# Extract to read

Functional Consequences of the Postnatal Switch From Neonatal to Mutant Adult Glycine Receptor α1 Subunits in the Shaky Mouse Model of Startle Disease

Mutations in GlyR α1 or β subunit genes in humans and rodents lead to severe startle disease characterized by rigidity, massive stiffness and excessive startle responses upon unexpected tactile or acoustic stimuli. The recently characterized mouse startle disease mutant shaky carries a missense mutation (Q177K) in the β8-β9 loop within the large extracellular N terminal domain of the GlyR α1 subunit. This results in a disrupted hydrogen bond network around K177 and faster GlyR decay times. Symptoms in mice start at postnatal day 14 and increase until premature death of homozygous shaky mice around 4-6 weeks after birth. Here we investigate the in vivo functional effects of the Q177K mutation using behavioral analysis coupled to protein biochemistry and functional assays. Western blot analysis revealed GlyR α1 subunit expression in wildtype and shaky animals around postnatal day 7, a week before symptoms in mutated mice become obvious. Before two weeks of age, homozygous shaky mice appeared healthy and showed no changes in body weight. However, analysis of gait and hind-limb clasping revealed that motor coordination was already impaired. Motor coordination and the activity pattern at P28 improved significantly upon diazepam treatment, a pharmacotherapy used in human startle disease. To investigate whether functional deficits in glycinergic neurotransmission are present prior to phenotypic onset, we performed whole-cell recordings from hypoglossal motoneurons (HMs) in brain stem slices of wildtype and mutant mice at different postnatal stages. Shaky homozygotes showed a decline in mIPSC amplitude and frequency at P9-P13, progressing to significant reductions in mIPSC amplitude and decay time at P18-24 compared to wildtype littermates. Extrasynaptic GlyRs recorded by bath-application of glycine also revealed reduced current amplitudes for shaky compared to wildtype neurons, suggesting that presynaptic GlyR function is also impaired. Thus, a distinct, but behaviorally not yet effective impairment of glycinergic synapses precedes the symptoms onset in shaky mice. These findings extend our current knowledge on startle disease in the shaky mouse model in that they demonstrate how the progression of GlyR dysfunction entails, with a delay of about one week, the appearance of disease symptoms.

# Recorded information

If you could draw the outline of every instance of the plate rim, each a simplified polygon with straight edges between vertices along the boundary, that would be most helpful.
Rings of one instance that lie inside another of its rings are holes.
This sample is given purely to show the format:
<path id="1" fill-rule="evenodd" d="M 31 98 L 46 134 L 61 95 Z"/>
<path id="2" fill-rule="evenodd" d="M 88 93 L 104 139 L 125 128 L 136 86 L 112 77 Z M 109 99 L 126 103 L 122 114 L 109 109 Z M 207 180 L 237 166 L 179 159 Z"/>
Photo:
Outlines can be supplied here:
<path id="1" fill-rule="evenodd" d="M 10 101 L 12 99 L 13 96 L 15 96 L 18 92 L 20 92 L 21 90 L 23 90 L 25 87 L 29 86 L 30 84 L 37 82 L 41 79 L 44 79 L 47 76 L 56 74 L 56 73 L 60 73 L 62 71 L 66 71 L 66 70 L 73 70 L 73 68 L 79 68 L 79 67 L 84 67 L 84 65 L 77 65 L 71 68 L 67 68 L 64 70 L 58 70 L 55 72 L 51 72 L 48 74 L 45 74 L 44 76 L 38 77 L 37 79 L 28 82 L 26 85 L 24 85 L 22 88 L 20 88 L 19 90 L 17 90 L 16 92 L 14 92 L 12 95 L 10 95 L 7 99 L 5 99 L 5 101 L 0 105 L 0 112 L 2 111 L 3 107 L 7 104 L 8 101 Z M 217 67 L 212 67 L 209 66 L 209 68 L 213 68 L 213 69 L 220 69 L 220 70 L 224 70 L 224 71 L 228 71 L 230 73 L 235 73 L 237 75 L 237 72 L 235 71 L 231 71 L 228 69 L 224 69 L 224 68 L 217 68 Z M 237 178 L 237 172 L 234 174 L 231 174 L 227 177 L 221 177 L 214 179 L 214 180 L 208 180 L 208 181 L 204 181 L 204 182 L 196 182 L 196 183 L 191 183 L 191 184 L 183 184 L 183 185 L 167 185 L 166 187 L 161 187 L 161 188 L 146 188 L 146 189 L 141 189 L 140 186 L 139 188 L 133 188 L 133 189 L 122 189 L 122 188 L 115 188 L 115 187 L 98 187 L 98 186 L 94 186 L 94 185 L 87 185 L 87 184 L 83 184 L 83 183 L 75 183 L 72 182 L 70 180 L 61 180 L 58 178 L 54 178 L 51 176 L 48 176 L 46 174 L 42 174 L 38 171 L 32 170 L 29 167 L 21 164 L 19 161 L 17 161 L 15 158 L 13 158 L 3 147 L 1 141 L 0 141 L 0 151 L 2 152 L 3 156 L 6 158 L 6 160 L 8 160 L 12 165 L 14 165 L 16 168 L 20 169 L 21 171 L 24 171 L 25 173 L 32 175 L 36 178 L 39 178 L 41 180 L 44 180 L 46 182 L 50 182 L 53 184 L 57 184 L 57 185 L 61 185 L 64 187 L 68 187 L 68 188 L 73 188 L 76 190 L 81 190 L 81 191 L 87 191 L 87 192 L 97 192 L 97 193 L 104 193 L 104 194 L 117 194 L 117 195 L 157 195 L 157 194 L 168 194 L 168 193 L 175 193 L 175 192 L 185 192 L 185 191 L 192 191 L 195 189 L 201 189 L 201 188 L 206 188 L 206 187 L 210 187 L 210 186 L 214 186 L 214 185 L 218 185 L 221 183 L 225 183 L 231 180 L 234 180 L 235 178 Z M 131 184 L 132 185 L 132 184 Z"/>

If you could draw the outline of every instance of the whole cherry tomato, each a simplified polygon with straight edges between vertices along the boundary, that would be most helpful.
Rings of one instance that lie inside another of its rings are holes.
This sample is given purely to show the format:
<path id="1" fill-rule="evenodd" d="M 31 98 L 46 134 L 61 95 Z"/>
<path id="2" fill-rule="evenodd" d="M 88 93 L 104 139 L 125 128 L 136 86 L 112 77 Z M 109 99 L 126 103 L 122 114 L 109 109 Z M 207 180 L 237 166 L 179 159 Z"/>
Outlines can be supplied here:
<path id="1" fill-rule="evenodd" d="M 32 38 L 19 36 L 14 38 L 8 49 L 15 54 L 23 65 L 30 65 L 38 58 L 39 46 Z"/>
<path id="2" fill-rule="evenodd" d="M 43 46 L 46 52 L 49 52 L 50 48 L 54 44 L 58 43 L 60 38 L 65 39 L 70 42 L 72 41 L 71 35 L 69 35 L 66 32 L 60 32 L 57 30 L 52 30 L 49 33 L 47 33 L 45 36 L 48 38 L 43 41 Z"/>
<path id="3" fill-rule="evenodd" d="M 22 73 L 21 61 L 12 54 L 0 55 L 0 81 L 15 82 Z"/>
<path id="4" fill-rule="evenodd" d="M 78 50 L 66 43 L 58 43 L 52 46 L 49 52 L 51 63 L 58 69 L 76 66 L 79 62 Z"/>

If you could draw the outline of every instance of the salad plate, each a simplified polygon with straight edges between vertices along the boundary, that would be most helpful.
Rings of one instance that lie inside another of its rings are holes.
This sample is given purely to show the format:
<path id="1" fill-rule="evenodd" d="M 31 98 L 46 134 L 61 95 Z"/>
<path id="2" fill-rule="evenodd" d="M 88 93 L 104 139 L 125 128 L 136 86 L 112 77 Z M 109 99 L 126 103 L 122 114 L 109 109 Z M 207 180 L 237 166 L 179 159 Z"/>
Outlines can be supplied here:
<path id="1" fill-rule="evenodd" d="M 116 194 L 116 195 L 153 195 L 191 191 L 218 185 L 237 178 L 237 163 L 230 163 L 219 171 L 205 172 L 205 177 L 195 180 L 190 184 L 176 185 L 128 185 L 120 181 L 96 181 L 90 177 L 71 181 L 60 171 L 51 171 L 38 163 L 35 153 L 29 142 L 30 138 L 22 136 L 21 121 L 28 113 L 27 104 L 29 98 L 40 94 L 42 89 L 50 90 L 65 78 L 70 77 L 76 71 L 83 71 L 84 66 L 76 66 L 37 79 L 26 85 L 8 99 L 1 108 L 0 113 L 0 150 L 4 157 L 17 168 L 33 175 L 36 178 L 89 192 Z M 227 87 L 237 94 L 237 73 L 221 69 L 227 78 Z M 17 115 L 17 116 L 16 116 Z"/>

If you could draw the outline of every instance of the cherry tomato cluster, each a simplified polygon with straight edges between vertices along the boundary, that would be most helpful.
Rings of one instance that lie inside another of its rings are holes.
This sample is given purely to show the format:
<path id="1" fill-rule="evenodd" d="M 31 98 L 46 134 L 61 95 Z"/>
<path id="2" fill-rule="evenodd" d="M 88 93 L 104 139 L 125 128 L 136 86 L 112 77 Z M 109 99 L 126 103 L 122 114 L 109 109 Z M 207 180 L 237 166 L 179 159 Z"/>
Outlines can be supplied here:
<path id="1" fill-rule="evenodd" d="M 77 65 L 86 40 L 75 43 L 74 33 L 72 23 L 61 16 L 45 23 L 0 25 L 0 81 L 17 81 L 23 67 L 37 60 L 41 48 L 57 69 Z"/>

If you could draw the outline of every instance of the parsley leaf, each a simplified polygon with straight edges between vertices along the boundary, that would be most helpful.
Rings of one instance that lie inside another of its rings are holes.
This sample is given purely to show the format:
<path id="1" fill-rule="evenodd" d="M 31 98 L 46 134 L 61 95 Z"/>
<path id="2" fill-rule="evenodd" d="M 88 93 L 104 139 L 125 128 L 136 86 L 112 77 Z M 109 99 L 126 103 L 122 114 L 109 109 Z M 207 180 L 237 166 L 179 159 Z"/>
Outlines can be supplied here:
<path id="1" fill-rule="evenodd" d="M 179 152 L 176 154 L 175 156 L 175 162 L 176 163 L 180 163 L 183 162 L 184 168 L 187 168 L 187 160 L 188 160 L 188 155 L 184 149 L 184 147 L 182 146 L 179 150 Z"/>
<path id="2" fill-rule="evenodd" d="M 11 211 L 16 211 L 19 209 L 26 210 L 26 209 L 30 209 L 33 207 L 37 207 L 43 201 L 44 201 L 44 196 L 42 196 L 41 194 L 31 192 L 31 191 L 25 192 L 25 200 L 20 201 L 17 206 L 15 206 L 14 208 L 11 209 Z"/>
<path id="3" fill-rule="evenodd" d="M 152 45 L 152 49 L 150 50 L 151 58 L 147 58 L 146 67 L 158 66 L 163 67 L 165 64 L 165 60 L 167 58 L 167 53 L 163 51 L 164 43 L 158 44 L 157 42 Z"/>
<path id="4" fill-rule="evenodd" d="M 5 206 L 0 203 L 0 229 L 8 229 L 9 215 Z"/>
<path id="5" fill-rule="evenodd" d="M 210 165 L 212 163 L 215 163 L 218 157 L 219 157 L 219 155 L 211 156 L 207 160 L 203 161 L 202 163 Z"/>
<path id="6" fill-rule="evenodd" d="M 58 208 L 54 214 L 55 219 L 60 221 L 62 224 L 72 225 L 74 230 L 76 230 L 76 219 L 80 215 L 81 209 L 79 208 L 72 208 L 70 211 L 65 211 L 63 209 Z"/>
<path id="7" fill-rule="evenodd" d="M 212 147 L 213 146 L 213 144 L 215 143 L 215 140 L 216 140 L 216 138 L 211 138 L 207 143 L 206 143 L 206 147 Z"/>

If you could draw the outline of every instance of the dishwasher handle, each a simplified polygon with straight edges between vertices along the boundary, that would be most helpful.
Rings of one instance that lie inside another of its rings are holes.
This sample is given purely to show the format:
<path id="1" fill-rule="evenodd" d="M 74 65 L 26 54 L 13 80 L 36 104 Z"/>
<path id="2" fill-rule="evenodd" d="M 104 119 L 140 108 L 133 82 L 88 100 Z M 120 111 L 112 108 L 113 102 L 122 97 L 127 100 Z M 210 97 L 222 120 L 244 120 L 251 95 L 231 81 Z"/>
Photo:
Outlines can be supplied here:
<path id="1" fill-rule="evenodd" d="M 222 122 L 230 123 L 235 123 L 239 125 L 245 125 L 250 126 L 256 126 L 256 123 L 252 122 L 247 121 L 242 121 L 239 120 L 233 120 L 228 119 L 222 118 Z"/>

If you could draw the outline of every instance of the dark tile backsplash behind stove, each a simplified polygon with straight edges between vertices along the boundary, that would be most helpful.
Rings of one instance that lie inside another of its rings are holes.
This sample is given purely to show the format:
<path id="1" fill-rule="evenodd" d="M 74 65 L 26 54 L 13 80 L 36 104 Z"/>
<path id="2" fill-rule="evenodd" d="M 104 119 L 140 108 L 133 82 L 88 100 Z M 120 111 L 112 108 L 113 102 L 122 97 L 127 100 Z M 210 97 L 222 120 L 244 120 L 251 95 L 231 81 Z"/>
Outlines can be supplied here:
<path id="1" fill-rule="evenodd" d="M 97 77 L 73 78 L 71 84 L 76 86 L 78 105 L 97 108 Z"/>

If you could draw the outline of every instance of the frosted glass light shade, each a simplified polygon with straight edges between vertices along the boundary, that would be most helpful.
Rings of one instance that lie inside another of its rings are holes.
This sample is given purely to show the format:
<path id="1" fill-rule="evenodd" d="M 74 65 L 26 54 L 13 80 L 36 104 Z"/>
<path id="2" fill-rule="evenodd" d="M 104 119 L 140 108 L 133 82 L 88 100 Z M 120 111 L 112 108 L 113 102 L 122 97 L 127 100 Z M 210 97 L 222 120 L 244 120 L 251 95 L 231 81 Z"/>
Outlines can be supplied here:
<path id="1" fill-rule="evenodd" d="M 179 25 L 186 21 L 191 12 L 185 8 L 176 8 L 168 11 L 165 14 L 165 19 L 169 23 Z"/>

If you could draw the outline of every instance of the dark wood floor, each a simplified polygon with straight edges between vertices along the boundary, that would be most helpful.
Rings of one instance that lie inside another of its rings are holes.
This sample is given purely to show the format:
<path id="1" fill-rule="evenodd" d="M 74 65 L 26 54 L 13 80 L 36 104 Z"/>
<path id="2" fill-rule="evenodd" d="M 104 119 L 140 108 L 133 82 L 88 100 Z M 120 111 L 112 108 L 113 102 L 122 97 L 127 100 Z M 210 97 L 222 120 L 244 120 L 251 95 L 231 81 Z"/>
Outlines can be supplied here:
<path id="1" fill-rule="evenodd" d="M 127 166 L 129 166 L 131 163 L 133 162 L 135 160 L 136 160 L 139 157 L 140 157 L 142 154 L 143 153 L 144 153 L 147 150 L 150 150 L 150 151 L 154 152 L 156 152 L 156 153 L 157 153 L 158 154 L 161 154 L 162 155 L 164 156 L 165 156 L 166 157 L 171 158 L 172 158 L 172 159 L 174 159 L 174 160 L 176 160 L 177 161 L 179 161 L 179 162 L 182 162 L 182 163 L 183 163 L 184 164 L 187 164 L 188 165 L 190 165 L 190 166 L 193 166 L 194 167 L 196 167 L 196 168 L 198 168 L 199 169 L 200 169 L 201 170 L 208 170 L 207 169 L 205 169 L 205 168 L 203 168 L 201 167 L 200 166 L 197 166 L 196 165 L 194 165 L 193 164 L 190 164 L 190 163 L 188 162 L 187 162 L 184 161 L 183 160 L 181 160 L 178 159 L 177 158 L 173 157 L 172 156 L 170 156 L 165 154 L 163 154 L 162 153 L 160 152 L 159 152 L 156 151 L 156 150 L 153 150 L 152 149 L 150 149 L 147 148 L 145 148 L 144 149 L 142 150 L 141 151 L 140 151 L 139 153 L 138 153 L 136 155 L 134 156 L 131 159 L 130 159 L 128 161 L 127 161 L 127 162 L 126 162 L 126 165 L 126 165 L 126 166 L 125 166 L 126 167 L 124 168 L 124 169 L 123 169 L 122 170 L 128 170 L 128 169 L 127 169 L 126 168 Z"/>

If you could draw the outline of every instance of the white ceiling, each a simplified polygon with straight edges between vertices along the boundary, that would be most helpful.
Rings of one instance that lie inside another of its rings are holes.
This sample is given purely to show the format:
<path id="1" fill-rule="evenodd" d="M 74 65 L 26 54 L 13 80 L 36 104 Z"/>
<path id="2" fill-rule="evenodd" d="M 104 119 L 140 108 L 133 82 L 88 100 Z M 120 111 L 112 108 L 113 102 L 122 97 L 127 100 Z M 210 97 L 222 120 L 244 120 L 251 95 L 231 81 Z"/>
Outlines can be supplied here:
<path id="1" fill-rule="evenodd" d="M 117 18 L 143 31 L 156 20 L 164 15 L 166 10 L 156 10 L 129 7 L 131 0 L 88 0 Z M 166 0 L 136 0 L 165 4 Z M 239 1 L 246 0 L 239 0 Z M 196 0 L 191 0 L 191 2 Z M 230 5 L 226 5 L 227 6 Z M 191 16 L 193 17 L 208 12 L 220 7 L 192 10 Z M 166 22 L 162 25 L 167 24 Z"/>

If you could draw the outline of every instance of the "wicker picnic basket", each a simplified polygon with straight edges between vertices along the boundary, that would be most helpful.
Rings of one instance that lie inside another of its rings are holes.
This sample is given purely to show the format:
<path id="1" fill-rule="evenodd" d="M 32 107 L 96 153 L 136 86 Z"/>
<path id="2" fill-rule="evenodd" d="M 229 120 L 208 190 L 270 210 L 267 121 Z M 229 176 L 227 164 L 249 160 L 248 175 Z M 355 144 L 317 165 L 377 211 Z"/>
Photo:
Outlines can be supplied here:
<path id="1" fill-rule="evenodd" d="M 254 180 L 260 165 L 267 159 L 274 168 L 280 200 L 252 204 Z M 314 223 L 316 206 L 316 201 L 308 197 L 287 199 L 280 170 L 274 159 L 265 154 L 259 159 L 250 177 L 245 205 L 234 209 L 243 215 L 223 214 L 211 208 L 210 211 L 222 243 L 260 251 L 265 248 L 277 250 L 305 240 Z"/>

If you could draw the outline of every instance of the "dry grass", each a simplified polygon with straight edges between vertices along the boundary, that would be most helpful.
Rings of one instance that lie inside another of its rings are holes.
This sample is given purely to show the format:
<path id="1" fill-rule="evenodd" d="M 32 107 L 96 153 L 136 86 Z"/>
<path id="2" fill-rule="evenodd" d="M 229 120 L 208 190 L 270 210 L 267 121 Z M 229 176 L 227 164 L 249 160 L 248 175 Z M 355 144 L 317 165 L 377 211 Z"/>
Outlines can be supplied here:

# Work instructions
Decide whether each statement below agrees with the shaky mouse abstract. Answer yes or no for each, and quote the words from the abstract that settle it. 1. The Q177K mutation lies in the β8-β9 loop of the GlyR α1 subunit. 2. Before two weeks of age, homozygous shaky mice lost body weight. 3. At P28, motor coordination improved with diazepam treatment.

# Exercise answer
1. Yes: "carries a missense mutation (Q177K) in the β8-β9 loop within the large extracellular N terminal domain of the GlyR α1 subunit"
2. No: "Before two weeks of age, homozygous shaky mice appeared healthy and showed no changes in body weight."
3. Yes: "Motor coordination and the activity pattern at P28 improved significantly upon diazepam treatment"